--- begin ---

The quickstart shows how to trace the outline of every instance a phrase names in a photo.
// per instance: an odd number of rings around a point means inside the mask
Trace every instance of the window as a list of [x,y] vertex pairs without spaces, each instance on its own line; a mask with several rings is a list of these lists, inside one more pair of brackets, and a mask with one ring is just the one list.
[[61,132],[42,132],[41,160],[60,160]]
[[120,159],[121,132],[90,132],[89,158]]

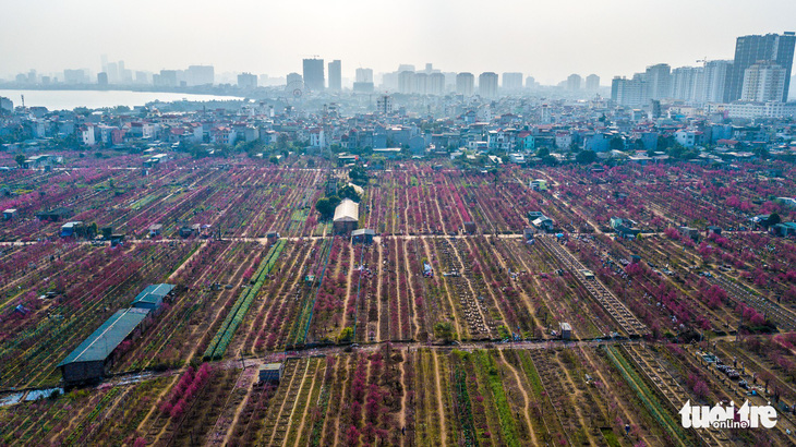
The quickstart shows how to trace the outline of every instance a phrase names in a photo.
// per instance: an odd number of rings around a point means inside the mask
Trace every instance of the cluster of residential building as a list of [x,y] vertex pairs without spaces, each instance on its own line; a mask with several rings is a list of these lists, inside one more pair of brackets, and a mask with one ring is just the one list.
[[732,60],[700,60],[702,67],[672,70],[650,65],[632,77],[616,76],[611,98],[628,107],[650,101],[680,102],[724,112],[728,118],[783,118],[796,114],[787,102],[796,34],[741,36]]
[[[7,149],[67,143],[73,148],[136,146],[152,156],[150,162],[168,160],[169,149],[204,147],[213,155],[252,142],[262,143],[258,147],[266,154],[273,148],[307,155],[372,152],[385,158],[486,155],[496,162],[517,164],[547,155],[566,161],[580,150],[593,150],[600,158],[654,162],[666,160],[666,150],[674,145],[710,149],[702,150],[700,159],[722,162],[761,153],[792,155],[796,145],[791,118],[732,119],[716,107],[651,102],[634,108],[600,97],[490,100],[451,95],[433,107],[400,95],[379,95],[364,106],[339,100],[313,108],[263,100],[193,112],[167,111],[167,105],[82,113],[12,107],[13,112],[0,114],[0,138],[9,142]],[[32,153],[26,161],[40,167],[56,159]]]

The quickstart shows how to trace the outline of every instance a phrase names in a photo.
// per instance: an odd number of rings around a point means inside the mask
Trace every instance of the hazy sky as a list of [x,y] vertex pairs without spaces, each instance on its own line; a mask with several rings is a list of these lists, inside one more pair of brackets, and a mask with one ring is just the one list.
[[796,0],[0,0],[0,76],[213,64],[284,76],[301,59],[394,71],[520,71],[602,84],[666,62],[732,59],[745,34],[796,31]]

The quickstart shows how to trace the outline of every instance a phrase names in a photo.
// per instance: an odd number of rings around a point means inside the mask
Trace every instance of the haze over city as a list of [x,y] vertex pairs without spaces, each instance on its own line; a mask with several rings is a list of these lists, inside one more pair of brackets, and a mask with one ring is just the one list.
[[342,60],[349,78],[358,67],[432,62],[551,85],[595,73],[605,84],[654,63],[729,59],[736,36],[789,29],[794,16],[789,0],[5,2],[0,77],[98,72],[101,55],[153,72],[212,64],[217,73],[285,76],[319,55]]
[[796,446],[796,0],[0,1],[0,447]]

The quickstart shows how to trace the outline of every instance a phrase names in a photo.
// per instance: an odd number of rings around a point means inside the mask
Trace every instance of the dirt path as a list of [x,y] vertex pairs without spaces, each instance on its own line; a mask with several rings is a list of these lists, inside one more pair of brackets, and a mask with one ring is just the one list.
[[[409,249],[407,247],[407,245],[408,244],[406,243],[406,241],[401,241],[401,246],[403,247],[403,259],[409,258]],[[415,254],[415,256],[417,255],[418,254]],[[412,281],[411,277],[412,275],[418,275],[418,273],[411,270],[411,268],[409,267],[409,262],[403,262],[402,264],[406,270],[405,274],[407,275],[407,286],[409,289],[409,297],[407,297],[407,301],[409,301],[409,312],[411,314],[412,322],[412,327],[409,328],[409,336],[417,339],[418,331],[420,330],[420,323],[418,323],[418,312],[414,309],[414,300],[418,297],[418,291],[414,290],[414,281]]]
[[[383,246],[382,244],[376,245],[376,265],[378,265],[378,268],[376,268],[377,275],[376,275],[376,295],[373,297],[374,300],[376,300],[376,309],[378,315],[376,316],[376,340],[382,340],[382,318],[387,318],[387,324],[389,324],[389,317],[383,313],[382,310],[382,280],[384,278],[384,256],[383,256]],[[370,316],[367,317],[367,323],[371,323]],[[365,334],[365,337],[367,335]],[[389,329],[387,330],[387,336],[389,336]],[[365,338],[367,340],[367,338]],[[370,341],[370,340],[369,340]]]
[[436,402],[437,402],[437,411],[439,412],[439,437],[443,442],[443,445],[446,446],[446,437],[447,437],[447,431],[445,430],[445,406],[443,404],[443,386],[442,382],[439,380],[439,362],[437,361],[437,353],[436,351],[431,352],[431,358],[434,360],[434,385],[436,387]]
[[[403,396],[401,396],[401,411],[398,413],[398,420],[401,423],[401,427],[407,426],[407,390],[410,389],[407,384],[407,362],[409,362],[409,352],[403,353],[405,358],[401,362],[401,387],[403,388]],[[401,445],[406,445],[407,437],[401,438]]]
[[[364,250],[364,247],[362,249]],[[342,312],[342,322],[340,323],[340,328],[348,327],[349,318],[348,318],[348,301],[351,299],[351,292],[353,288],[353,271],[355,268],[357,263],[359,263],[359,259],[354,259],[357,251],[351,247],[351,255],[348,256],[348,275],[346,275],[346,300],[343,301],[342,309],[345,310]],[[354,304],[355,305],[355,304]]]

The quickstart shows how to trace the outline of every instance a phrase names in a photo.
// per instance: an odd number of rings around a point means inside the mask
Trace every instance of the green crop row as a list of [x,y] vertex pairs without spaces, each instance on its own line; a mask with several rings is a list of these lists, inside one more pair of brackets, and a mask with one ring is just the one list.
[[672,415],[663,409],[661,402],[655,398],[652,390],[650,390],[643,380],[636,374],[636,371],[627,363],[627,360],[622,355],[620,352],[614,347],[605,348],[605,352],[608,354],[608,359],[614,363],[619,373],[622,374],[625,382],[632,388],[643,402],[644,407],[650,411],[653,418],[663,426],[680,445],[687,445],[683,439],[687,439],[686,434],[680,430],[678,423],[672,418]]
[[238,297],[238,300],[236,300],[234,304],[232,305],[232,310],[229,312],[229,314],[227,314],[224,323],[221,323],[221,327],[218,328],[218,331],[216,331],[213,340],[210,340],[210,343],[207,346],[207,349],[205,350],[205,353],[203,355],[203,359],[205,361],[219,360],[224,357],[224,353],[227,351],[227,347],[229,346],[230,341],[232,341],[232,337],[234,336],[236,330],[238,330],[238,326],[240,326],[240,324],[243,322],[243,317],[246,315],[246,312],[249,312],[249,307],[254,301],[254,298],[257,297],[260,289],[265,283],[265,278],[274,268],[274,265],[276,265],[277,258],[279,257],[279,254],[282,252],[284,247],[285,240],[280,239],[270,249],[270,251],[268,251],[265,259],[260,264],[257,273],[254,275],[254,286],[241,292],[241,295]]

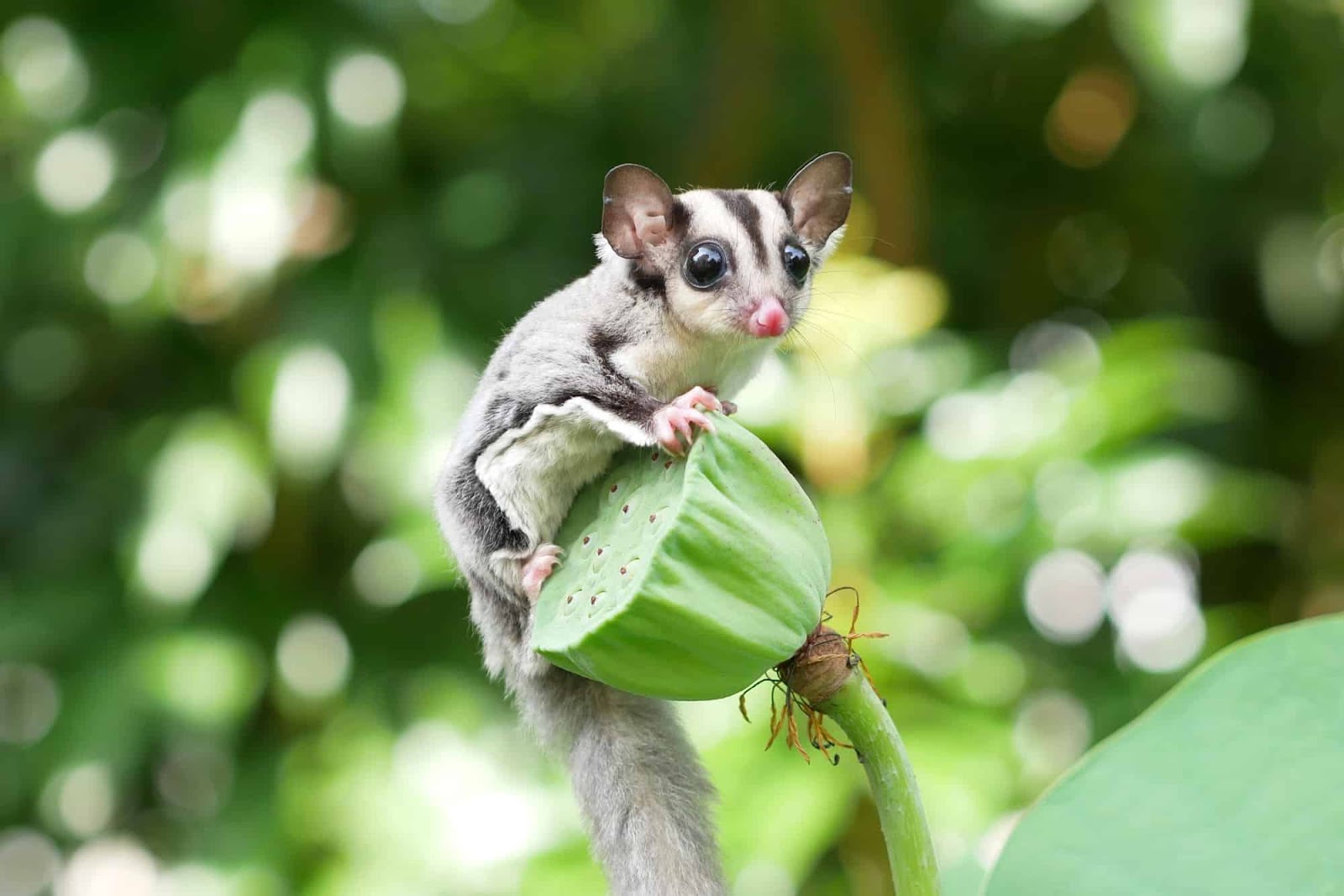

--- end ---

Exercise aim: Rewrite all of the lines above, substituting "guide" for every "quickstart" and changing nothing else. Leave the pictures out of your answer.

Full answer:
The guide shows how to trace the outline of every instance a phrase names in a photo.
// per instance: an odd number of rings around a point means inside the mask
Trace every instance of the window as a list of [x,y] vertex pairs without spaces, each instance on its own line; a mask with several rings is a list of these lists, inside one more pair of brackets, and a mask with one ring is just the one list.
[[61,132],[42,132],[41,160],[60,160]]
[[120,159],[121,132],[90,132],[89,158]]

The guide shows how to trace the outline of every instance a phrase names in a photo.
// per instance: an odd number of rings around a point means inside the mask
Trace every instance of the cluster of residential building as a list of [x,y] vertex pairs without spaces, each instance on its own line; a mask with several rings is a list of these lists, inside one more pair of brackets, and a mask with one ring is just the one list.
[[732,60],[700,60],[702,67],[672,70],[650,65],[632,77],[616,76],[611,98],[628,107],[650,101],[680,102],[724,112],[728,118],[783,118],[796,114],[787,102],[796,34],[741,36]]
[[[7,149],[67,143],[73,148],[136,146],[152,156],[150,162],[168,160],[169,149],[204,147],[213,155],[252,142],[262,143],[258,147],[266,154],[273,148],[307,155],[372,152],[385,158],[486,155],[496,162],[517,164],[547,155],[566,161],[580,150],[593,150],[600,158],[654,162],[666,160],[666,150],[674,145],[710,149],[702,150],[700,159],[722,162],[761,153],[792,155],[796,145],[791,118],[732,119],[716,107],[651,102],[634,108],[600,97],[490,100],[451,95],[433,107],[400,95],[379,95],[364,106],[339,100],[313,108],[263,100],[193,112],[167,111],[167,105],[82,113],[12,107],[13,112],[0,114],[0,138],[9,142]],[[32,153],[26,161],[40,167],[56,159]]]

The guide shows how to trace the outline of every instance a phrase names in a photo.
// per instance: an odd number of rings around a point means inside the mask
Trace every instance of the hazy sky as a list of [x,y] vertex pairs without spaces, each instance on its own line; a mask with several rings is a list of these lists, inside one more pair of brackets, and a mask with one ring is just the one list.
[[796,0],[0,0],[0,76],[213,64],[284,76],[301,59],[394,71],[520,71],[602,84],[666,62],[732,59],[745,34],[796,31]]

The guide shows how to trace the outline of every instance a phrase names in a photo.
// per instance: an odd number of rings around a point means inside the mask
Trace every instance of the haze over city as a list of [x,y] vertex pairs without spaces, each instance on its own line; a mask with several rings is a list of these lists, inside one more pair of brackets, and a mask with one ring is just the one list.
[[342,60],[349,78],[358,67],[432,62],[551,85],[595,73],[605,84],[654,63],[729,59],[736,36],[789,29],[794,16],[789,0],[5,2],[0,77],[98,72],[101,55],[153,72],[212,64],[217,73],[285,76],[319,55]]
[[796,446],[796,0],[0,1],[0,447]]

The guide shows how to trace the outline of every instance a phrase names in a photo.
// per instance: an odd number of rings around a point means inside the mask
Trace every instance of the dirt path as a list of [x,y] vertex pairs without spaces, each instance on its own line; a mask with several rings is a list of these lists, inside one more pair of brackets, and a mask with one ring is just the one list.
[[[409,249],[407,247],[407,245],[408,244],[406,243],[406,241],[401,241],[401,246],[403,247],[403,259],[409,258]],[[415,254],[415,256],[417,255],[418,254]],[[412,281],[411,277],[412,275],[418,275],[418,273],[411,270],[411,268],[409,267],[409,262],[403,262],[402,264],[406,270],[405,274],[407,275],[407,286],[409,289],[409,297],[407,297],[407,301],[409,301],[409,312],[411,314],[412,322],[412,327],[409,328],[409,336],[417,339],[418,331],[420,330],[420,323],[418,323],[418,312],[414,309],[414,300],[418,297],[418,291],[414,290],[414,281]]]
[[[383,246],[382,244],[376,245],[376,265],[378,265],[378,268],[376,268],[377,275],[376,275],[376,295],[373,297],[374,300],[376,300],[376,309],[378,315],[376,316],[376,340],[382,340],[382,318],[387,318],[387,324],[389,324],[389,317],[383,313],[382,310],[382,280],[384,278],[384,256],[383,256]],[[370,316],[367,317],[367,323],[371,323]],[[365,334],[365,337],[367,335]],[[389,329],[387,330],[387,336],[389,336]],[[365,338],[367,340],[367,338]],[[370,341],[370,340],[369,340]]]
[[436,402],[437,402],[437,411],[439,412],[439,437],[443,442],[443,445],[446,446],[446,437],[447,437],[447,431],[445,430],[445,406],[443,404],[443,386],[442,382],[439,380],[439,362],[437,361],[437,353],[436,351],[431,352],[431,358],[434,360],[434,385],[436,387]]
[[[403,396],[401,396],[401,411],[398,413],[398,420],[401,423],[401,427],[407,426],[407,390],[410,389],[407,384],[407,362],[409,362],[409,352],[403,353],[405,358],[401,362],[401,387],[403,388]],[[401,445],[406,445],[407,437],[401,438]]]
[[[364,250],[364,247],[362,249]],[[342,312],[342,322],[340,323],[340,328],[348,327],[349,318],[348,318],[348,301],[351,299],[351,292],[353,288],[353,271],[355,268],[357,263],[359,263],[359,259],[354,259],[357,251],[351,247],[351,255],[348,256],[348,275],[346,275],[346,300],[343,301],[342,309],[345,310]],[[354,304],[355,305],[355,304]]]

The guide shows how to trace the outline of every instance a phrase names in a photo.
// per instance: an odd number of rings around a point means inside the mask
Trace every instance of the green crop row as a list of [x,y] vertex pairs without spaces, each instance on its own line; a mask with several rings is a list of these lists, inside one more pair of brackets, and a mask with one ring is just the one list.
[[672,415],[663,409],[661,402],[655,398],[652,390],[650,390],[643,380],[636,374],[636,371],[627,363],[627,360],[622,355],[620,352],[614,347],[605,348],[605,352],[608,354],[608,359],[614,363],[619,373],[622,374],[625,382],[632,388],[643,402],[644,407],[650,411],[653,418],[663,426],[680,445],[687,445],[683,439],[687,439],[686,434],[680,430],[678,423],[672,418]]
[[238,297],[238,300],[236,300],[234,304],[232,305],[232,310],[229,312],[229,314],[227,314],[224,323],[221,323],[221,327],[218,328],[218,331],[216,331],[213,340],[210,340],[210,343],[207,346],[207,349],[205,350],[205,353],[203,355],[203,359],[205,361],[219,360],[224,357],[224,353],[227,351],[227,347],[229,346],[230,341],[232,341],[232,337],[234,336],[236,330],[238,330],[238,326],[240,326],[240,324],[243,322],[243,317],[246,315],[246,312],[249,312],[249,307],[254,301],[254,298],[257,297],[260,289],[265,283],[265,278],[274,268],[274,265],[276,265],[277,258],[279,257],[279,254],[282,252],[284,247],[285,240],[280,239],[270,249],[270,251],[268,251],[265,259],[260,264],[257,273],[254,275],[254,286],[241,292],[241,295]]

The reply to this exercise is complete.